● **Exercise**: Please rewrite the material below as a numbered list, from its first line through the line containing "point(426, 178)", leaving out any blank lines.

● **Data provided**:
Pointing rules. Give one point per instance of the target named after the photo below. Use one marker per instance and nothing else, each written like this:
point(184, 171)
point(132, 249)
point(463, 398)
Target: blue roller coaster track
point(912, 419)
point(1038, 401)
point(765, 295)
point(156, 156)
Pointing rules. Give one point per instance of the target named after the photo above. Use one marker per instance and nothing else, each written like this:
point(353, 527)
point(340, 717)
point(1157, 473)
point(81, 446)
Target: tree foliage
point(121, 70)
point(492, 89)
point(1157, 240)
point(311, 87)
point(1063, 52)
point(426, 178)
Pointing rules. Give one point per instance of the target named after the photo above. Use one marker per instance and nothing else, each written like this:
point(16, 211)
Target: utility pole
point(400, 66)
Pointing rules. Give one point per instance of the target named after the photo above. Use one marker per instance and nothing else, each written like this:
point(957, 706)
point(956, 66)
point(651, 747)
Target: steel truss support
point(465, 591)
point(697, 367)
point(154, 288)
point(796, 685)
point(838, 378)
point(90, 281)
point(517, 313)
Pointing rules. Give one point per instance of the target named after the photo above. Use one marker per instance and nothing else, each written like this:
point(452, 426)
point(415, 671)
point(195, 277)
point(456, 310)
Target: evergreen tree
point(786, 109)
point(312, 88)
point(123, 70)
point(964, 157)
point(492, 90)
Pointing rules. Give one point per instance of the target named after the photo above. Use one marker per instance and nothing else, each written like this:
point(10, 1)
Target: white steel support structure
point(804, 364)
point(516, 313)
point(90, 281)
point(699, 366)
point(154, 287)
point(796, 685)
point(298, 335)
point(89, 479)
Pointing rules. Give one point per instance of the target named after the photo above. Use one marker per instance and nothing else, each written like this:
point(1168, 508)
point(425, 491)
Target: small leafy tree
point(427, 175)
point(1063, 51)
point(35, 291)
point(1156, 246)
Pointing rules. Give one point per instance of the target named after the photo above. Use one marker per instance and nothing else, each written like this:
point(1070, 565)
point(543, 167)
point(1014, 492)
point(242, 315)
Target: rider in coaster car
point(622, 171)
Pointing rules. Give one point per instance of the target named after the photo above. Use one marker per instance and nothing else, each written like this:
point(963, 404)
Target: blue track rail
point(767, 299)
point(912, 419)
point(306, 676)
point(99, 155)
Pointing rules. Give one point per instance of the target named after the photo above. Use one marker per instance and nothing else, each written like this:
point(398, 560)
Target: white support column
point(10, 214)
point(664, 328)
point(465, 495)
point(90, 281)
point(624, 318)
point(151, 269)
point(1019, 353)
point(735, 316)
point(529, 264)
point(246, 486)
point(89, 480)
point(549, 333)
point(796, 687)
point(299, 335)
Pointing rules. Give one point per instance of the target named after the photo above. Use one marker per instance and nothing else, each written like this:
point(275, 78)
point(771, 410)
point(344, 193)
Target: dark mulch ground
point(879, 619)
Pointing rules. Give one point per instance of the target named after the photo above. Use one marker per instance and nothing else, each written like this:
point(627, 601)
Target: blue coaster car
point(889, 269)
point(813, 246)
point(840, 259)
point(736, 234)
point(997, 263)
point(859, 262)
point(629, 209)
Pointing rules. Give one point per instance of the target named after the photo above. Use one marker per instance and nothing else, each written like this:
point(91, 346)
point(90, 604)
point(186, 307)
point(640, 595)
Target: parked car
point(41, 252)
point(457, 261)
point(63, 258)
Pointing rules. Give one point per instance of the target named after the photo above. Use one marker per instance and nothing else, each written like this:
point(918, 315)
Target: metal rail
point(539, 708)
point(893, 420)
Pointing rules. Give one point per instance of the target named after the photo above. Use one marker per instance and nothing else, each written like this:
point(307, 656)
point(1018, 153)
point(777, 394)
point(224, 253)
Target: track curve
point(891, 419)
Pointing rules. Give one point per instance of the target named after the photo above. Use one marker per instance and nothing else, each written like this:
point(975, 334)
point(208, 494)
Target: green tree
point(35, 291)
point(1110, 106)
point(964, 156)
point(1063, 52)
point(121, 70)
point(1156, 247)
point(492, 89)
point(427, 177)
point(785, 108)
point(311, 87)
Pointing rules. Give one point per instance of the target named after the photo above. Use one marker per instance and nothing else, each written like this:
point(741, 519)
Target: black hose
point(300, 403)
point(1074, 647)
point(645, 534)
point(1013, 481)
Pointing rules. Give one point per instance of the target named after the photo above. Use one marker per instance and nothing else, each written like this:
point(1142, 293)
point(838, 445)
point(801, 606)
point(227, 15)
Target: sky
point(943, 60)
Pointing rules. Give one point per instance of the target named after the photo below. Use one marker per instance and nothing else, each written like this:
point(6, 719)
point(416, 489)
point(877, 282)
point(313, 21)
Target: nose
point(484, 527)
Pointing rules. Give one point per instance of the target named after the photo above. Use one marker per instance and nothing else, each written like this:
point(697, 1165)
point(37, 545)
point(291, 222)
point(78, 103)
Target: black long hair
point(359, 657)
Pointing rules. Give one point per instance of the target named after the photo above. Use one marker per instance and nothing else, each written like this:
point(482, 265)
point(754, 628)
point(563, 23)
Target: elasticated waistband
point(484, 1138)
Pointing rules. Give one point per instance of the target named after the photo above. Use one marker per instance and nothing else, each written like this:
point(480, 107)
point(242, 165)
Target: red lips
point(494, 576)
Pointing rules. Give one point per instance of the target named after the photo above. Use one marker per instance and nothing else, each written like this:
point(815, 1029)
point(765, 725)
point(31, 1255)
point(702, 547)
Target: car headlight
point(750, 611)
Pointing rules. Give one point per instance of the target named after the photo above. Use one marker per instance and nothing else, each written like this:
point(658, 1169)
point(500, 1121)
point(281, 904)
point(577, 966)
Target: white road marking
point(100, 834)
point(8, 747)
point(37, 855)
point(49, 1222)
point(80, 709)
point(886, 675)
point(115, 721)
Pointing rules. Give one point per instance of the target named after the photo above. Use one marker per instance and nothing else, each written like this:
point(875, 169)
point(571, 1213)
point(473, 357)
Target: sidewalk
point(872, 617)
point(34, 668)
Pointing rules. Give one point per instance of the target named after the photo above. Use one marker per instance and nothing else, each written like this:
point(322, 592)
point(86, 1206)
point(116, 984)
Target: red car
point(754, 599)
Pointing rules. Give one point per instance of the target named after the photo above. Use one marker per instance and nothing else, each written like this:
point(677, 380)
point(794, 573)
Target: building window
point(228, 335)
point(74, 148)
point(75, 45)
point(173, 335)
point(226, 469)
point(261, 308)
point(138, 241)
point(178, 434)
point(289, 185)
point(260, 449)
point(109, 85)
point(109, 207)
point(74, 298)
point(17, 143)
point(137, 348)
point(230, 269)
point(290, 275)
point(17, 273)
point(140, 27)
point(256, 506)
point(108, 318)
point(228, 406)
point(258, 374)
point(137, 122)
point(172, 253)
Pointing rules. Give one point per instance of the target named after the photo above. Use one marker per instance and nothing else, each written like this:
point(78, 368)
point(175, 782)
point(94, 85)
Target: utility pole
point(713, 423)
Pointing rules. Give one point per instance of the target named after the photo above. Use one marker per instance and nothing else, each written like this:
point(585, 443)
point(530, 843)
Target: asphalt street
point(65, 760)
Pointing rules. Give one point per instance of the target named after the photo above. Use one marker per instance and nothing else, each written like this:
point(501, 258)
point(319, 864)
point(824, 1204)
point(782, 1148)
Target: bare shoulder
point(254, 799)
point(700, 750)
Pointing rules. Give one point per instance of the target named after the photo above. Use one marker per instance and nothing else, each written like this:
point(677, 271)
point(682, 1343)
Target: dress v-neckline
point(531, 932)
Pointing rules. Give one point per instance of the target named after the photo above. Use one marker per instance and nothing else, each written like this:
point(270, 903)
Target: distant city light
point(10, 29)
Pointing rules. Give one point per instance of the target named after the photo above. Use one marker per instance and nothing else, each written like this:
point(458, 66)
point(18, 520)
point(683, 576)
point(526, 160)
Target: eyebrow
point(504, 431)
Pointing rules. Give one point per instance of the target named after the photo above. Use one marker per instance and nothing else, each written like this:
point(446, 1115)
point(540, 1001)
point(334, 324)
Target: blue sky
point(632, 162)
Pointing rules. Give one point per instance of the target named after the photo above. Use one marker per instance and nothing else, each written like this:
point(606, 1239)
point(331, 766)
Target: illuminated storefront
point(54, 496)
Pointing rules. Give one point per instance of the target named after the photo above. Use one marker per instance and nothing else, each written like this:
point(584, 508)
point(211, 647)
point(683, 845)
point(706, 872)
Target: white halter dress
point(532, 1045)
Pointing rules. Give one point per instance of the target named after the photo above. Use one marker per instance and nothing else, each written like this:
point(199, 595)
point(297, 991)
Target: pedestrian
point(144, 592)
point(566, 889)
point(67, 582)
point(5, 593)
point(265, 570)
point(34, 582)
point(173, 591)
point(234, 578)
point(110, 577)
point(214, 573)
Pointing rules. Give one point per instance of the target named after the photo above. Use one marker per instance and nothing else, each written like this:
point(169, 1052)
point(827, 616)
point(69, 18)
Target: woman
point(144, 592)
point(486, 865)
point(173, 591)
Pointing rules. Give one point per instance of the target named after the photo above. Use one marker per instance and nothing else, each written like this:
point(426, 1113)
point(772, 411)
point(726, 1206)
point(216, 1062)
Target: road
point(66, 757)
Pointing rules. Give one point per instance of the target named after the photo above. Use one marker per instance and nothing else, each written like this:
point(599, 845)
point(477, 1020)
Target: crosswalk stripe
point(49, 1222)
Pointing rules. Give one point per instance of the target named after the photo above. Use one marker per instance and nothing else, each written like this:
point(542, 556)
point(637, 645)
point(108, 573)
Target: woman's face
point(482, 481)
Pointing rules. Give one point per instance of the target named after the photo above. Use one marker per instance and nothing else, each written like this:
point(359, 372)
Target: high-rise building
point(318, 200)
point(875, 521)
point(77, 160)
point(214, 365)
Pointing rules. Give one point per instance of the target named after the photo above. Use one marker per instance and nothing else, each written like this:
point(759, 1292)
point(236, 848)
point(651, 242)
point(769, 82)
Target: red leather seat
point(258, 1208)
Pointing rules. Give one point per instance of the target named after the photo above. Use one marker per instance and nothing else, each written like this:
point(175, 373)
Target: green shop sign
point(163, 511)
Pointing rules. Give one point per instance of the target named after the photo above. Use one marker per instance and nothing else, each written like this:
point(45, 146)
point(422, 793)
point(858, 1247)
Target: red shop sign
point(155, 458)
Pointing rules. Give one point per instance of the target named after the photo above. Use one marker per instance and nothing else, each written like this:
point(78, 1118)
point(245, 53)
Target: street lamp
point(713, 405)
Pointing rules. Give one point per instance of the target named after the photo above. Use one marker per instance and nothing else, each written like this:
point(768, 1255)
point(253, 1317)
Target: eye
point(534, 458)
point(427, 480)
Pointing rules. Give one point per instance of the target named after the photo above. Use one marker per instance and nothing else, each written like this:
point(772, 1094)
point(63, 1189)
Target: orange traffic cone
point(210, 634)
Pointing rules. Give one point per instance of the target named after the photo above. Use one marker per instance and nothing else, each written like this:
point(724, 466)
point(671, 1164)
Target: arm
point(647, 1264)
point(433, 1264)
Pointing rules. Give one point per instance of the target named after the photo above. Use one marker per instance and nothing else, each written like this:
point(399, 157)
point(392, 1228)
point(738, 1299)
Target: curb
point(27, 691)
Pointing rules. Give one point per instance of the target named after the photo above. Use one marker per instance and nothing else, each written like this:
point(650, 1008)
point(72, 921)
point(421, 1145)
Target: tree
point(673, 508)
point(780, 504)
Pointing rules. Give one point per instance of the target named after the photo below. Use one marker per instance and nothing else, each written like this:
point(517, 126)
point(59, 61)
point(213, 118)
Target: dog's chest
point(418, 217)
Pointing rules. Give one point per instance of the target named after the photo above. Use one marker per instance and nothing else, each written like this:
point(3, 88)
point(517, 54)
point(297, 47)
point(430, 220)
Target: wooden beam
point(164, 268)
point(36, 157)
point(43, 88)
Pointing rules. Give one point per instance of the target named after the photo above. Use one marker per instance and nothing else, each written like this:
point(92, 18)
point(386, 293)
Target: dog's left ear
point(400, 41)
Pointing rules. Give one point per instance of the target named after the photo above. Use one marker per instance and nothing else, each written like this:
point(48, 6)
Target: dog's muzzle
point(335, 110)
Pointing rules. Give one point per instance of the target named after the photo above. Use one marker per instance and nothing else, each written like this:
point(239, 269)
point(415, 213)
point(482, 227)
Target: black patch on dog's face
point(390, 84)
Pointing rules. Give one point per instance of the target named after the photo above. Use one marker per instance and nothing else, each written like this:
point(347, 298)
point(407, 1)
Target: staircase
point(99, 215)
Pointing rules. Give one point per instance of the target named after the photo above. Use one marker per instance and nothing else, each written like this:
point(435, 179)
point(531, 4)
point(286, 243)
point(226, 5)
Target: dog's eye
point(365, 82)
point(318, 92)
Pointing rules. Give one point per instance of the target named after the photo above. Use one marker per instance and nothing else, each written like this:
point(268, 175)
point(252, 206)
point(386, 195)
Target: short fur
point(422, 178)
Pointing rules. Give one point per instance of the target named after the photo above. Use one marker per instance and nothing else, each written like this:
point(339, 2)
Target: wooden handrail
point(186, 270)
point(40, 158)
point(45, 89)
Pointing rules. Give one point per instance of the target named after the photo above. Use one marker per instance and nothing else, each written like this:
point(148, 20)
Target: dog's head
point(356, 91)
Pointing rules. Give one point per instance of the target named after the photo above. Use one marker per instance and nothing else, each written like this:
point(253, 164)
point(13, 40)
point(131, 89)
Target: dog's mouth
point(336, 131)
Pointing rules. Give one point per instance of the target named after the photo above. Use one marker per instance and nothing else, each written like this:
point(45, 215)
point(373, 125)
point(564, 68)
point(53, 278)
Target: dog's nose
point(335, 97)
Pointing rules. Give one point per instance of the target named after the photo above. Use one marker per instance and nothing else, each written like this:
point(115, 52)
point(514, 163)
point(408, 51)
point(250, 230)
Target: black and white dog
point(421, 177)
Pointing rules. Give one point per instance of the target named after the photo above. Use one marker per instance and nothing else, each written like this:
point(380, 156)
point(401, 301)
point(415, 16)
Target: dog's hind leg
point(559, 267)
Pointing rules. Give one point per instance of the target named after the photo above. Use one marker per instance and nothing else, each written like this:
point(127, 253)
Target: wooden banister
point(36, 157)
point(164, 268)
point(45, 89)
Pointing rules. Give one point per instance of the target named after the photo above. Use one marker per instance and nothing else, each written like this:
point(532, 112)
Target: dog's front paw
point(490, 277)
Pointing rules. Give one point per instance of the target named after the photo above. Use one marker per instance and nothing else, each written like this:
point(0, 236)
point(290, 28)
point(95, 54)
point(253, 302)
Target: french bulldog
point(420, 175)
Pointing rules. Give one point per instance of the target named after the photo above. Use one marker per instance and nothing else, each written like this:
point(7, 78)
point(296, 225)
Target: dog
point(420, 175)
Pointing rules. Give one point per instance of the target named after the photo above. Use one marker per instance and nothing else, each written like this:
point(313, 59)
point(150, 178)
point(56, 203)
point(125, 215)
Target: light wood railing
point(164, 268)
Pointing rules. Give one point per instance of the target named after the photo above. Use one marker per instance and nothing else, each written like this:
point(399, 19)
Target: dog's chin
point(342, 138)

● **Full response**:
1. Pointing rules. Give one point per instance of the target named after the photo below. Use one marker per instance and nothing else, each written like this:
2. point(184, 171)
3. point(132, 249)
4. point(463, 398)
5. Target: blue roller coaster track
6. point(912, 419)
7. point(1038, 401)
8. point(765, 295)
9. point(156, 156)
10. Pointing rules. Give one point per instance of the target named after the photo above. Use one marker per instance and nothing else, each written like this:
11. point(353, 527)
12. point(340, 717)
13. point(1157, 473)
14. point(81, 446)
15. Target: tree foliage
16. point(121, 70)
17. point(492, 89)
18. point(1157, 240)
19. point(311, 87)
20. point(1063, 52)
21. point(426, 178)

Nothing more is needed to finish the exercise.